» CONSIGNE ÉCRITE 1
Résumez en trois points le paragraphe de l'extrait sur la liberté et la loi qui commence par « Mais si la loi m'interdit ».
» CONSIGNE ÉCRITE 2
Donnez la suite de l'extrait sur la liberté et la loi, après l'article 4 de la Déclaration de 1789 cité en dernier.

» EXTRAIT DU DOCUMENT
● ● ● ● ● ● ●
D’après le sens propre (et généralement admis) du mot, un HOMME LIBRE est celui qui, s’agissant des choses que sa force et son intelligence lui permettent de faire, n’est pas empêché de faire celles qu’il a la volonté de faire.
Thomas Hobbes, Léviathan (1651), II, 21
Bref : il faut distinguer liberté et puissance : ne pas pouvoir voler comme un oiseau ou ne pas être capable de comprendre les équations d'Einstein n'est pas un manque de liberté mais de puissance.
Etre libre d'agir, c'est donc ne pas être empêché de faire ce qu'on peut et veut faire.
A première vue, la liberté ainsi définie s'oppose à la loi, car la loi constitue bien une entrave extérieure à l'action individuelle.
Les lois humaines seraient donc des entraves à la liberté, et nous serions plus libres à l'état de nature qu'à l'état social. La liberté culminerait dans l'anarchie. Le slogan des anarchistes est d'ailleurs : « La liberté ou la mort ! »
Mais si la loi m'interdit de nuire à autrui (et limite ainsi ma liberté), elle interdit aussi à autrui de me nuire. Ce que je perds en liberté, je le gagne donc en sécurité. La liberté de chacun s'arrête là où commence celle d'autrui, et pas avant, comme l'affirme la Déclaration des droits de l'homme de 1789 :
Art. 4 : La liberté consiste à pouvoir faire tout ce qui ne nuit pas à autrui : ainsi, l’exercice des droits naturels de chaque homme n’a de borne que celles qui assurent aux autres Membres de la Société la jouissance de ces mêmes droits. Ces bornes ne peuvent être déterminées que par la Loi.
● ● ● ● ● ● ●
» ÉLÉMENTS
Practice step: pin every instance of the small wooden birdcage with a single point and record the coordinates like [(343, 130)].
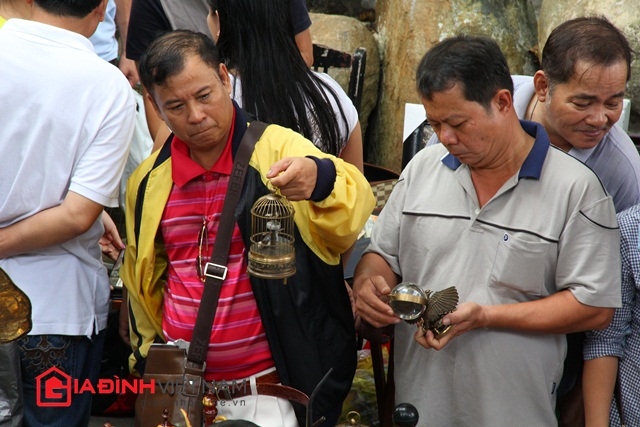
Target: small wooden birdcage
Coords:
[(272, 254)]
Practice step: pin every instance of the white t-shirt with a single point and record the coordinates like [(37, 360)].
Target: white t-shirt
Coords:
[(67, 119), (348, 109)]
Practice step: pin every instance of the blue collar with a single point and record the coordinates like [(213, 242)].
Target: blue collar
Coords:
[(532, 166)]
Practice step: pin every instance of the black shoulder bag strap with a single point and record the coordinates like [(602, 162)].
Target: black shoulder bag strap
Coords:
[(216, 268)]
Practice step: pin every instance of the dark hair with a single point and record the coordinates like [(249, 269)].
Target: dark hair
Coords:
[(593, 39), (166, 55), (476, 63), (257, 40), (75, 8)]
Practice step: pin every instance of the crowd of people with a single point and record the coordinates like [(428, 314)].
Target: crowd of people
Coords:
[(526, 199)]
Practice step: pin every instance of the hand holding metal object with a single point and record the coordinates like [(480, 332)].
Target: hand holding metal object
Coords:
[(414, 305), (15, 310)]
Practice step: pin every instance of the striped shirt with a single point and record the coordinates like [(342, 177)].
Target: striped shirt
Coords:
[(238, 345)]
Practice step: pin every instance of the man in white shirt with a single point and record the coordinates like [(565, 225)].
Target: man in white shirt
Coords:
[(67, 119)]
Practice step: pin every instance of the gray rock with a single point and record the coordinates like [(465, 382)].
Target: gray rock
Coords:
[(408, 28), (347, 34)]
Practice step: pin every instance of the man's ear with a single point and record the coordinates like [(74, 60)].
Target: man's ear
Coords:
[(541, 85), (503, 100), (224, 77)]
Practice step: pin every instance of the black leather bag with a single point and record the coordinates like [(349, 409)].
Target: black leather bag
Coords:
[(177, 388)]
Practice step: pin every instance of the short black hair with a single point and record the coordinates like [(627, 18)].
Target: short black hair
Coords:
[(166, 55), (592, 39), (476, 63)]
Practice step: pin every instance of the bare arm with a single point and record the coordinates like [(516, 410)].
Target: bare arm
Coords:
[(560, 313), (373, 281), (598, 382), (126, 65), (353, 152), (50, 227), (154, 122)]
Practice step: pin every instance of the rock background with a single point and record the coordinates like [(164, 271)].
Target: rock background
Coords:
[(408, 28), (346, 34), (401, 31), (624, 15)]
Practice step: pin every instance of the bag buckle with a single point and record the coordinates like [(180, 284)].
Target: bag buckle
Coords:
[(216, 271), (191, 385), (223, 392)]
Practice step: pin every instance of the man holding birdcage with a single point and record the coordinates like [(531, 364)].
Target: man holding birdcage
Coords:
[(261, 327)]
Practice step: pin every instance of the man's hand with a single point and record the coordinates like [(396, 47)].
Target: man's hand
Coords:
[(295, 177), (110, 242), (468, 316), (371, 294)]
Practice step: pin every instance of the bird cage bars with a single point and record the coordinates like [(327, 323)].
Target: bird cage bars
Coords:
[(272, 254)]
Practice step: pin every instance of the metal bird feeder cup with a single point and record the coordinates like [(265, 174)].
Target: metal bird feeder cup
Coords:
[(427, 308), (272, 253)]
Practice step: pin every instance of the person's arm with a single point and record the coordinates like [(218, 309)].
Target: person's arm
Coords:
[(301, 24), (598, 382), (305, 46), (603, 349), (353, 151), (73, 217), (126, 65), (372, 284), (154, 122), (110, 243)]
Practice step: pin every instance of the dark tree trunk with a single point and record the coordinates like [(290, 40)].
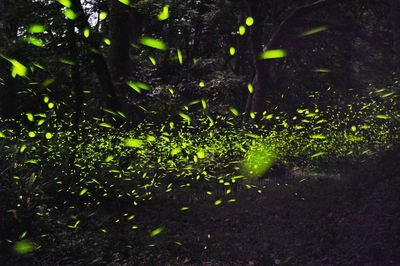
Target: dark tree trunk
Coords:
[(75, 76), (395, 17), (8, 84), (120, 63), (99, 62), (263, 90)]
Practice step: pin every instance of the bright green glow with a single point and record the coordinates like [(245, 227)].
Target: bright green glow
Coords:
[(34, 41), (86, 32), (36, 28), (250, 88), (249, 21), (69, 13), (156, 231), (185, 117), (164, 14), (134, 86), (107, 41), (30, 117), (217, 202), (242, 30), (258, 160), (323, 70), (133, 143), (103, 15), (153, 43), (317, 137), (66, 3), (314, 31), (83, 191), (48, 135), (179, 53), (201, 154), (23, 247), (272, 54), (204, 103), (125, 2), (152, 60), (234, 111)]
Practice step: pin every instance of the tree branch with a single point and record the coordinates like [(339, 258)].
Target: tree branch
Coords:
[(295, 13)]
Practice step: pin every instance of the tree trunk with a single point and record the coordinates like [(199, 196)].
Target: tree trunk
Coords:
[(120, 63), (8, 84), (262, 68), (395, 16), (75, 77), (99, 62)]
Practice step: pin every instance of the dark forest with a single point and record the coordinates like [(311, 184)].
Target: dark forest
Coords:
● ● ● ● ● ● ●
» RÉSULTAT ATTENDU 1
- La loi m'interdit de nuire à autrui, mais elle interdit aussi à autrui de me nuire.
- Ce que je perds en liberté, je le gagne en sécurité.
- La liberté de chacun s'arrête là où commence celle d'autrui, comme l'affirme la Déclaration des droits de l'homme de 1789.

» RÉSULTAT ATTENDU 2
Art. 5 : La Loi n’a le droit de défendre que les actions nuisibles à la Société. Tout ce qui n’est pas défendu par la Loi ne peut être empêché, et nul ne peut être contraint à faire ce qu’elle n’ordonne pas.
Déclaration des droits de l'homme et du citoyen du 26 août 1789
Certes, la sécurité n'est pas la liberté. Mais en un sens la sécurité est une condition de la liberté. Je me sens plus libre de sortir le soir dans la rue si la loi est appliquée qu'en temps de guerre civile. De même, je me sens plus libre d'aller et venir dans un Etat réglé par des lois que dans une jungle où je risque à chaque instant d'être attaqué par une bête sauvage.
Ici, la question est de savoir si l'homme est fondamentalement bon ou mauvais. Pour être anarchiste il faut penser que l'homme n'est pas un loup pour l'homme, ou en tout cas qu'il est capable de vivre harmonieusement sans qu'un Etat ne soit nécessaire pour régler les éventuels conflits.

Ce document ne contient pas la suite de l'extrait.